Le sommet en Mauritanie de l’Union Africaine a fait de la lutte contre le terrorisme la priorité des priorités, aux côtés de la corruption et du développement. C’est l’enjeu majeur du Caire à Casablanca et de Tripoli à Pretoria. Force est cependant de constater que des sectarismes idéologiques continuent de peser sur ces réunions et de largement les paralyser.
Si l’objectif stratégique est la sécurisation, notamment du Sahel, comment ne pas comprendre que cela passe par la reconnaissance du Sahara occidental comme ultime frontière à défendre dans le cadre de l’indiscutable souveraineté marocaine?

Extrait source -
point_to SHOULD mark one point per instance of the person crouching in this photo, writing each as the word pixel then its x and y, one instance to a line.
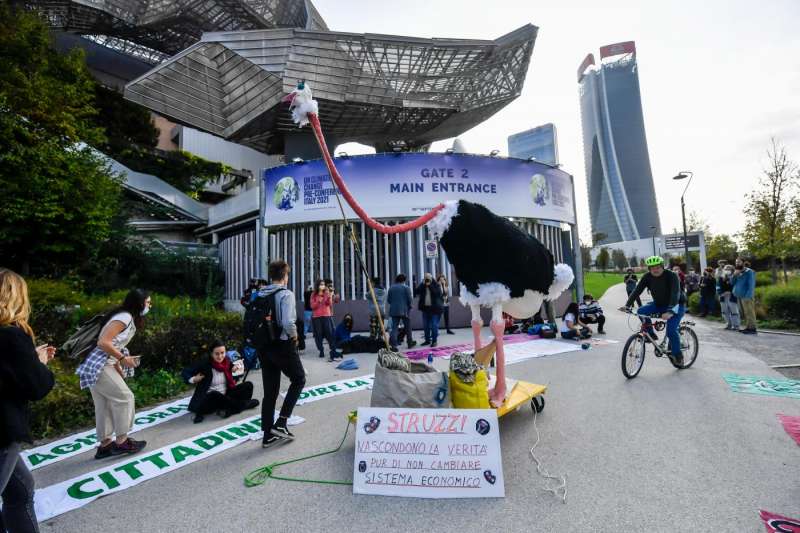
pixel 216 388
pixel 591 312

Tâche énoncée 1 -
D'après le passage fourni, qu'est-ce qui paralyse les réunions de l'Union africaine ? Répondez en une à trois phrases.
Tâche énoncée 2 -
Recopiez, s'il vous plaît, le passage fourni mot pour mot, en commençant par « Le sommet en » et en continuant jusqu'à « largement les paralyser. ».
La liste ne joue aucun rôle ici.

Solution rédigée 1 -
Des sectarismes idéologiques continuent de peser sur ces réunions et les paralysent largement. Le sommet en Mauritanie a pourtant fait de la lutte contre le terrorisme la priorité des priorités.

Solution rédigée 2 -
Le sommet en Mauritanie de l’Union Africaine a fait de la lutte contre le terrorisme la priorité des priorités, aux côtés de la corruption et du développement. C’est l’enjeu majeur du Caire à Casablanca et de Tripoli à Pretoria. Force est cependant de constater que des sectarismes idéologiques continuent de peser sur ces réunions et de largement les paralyser.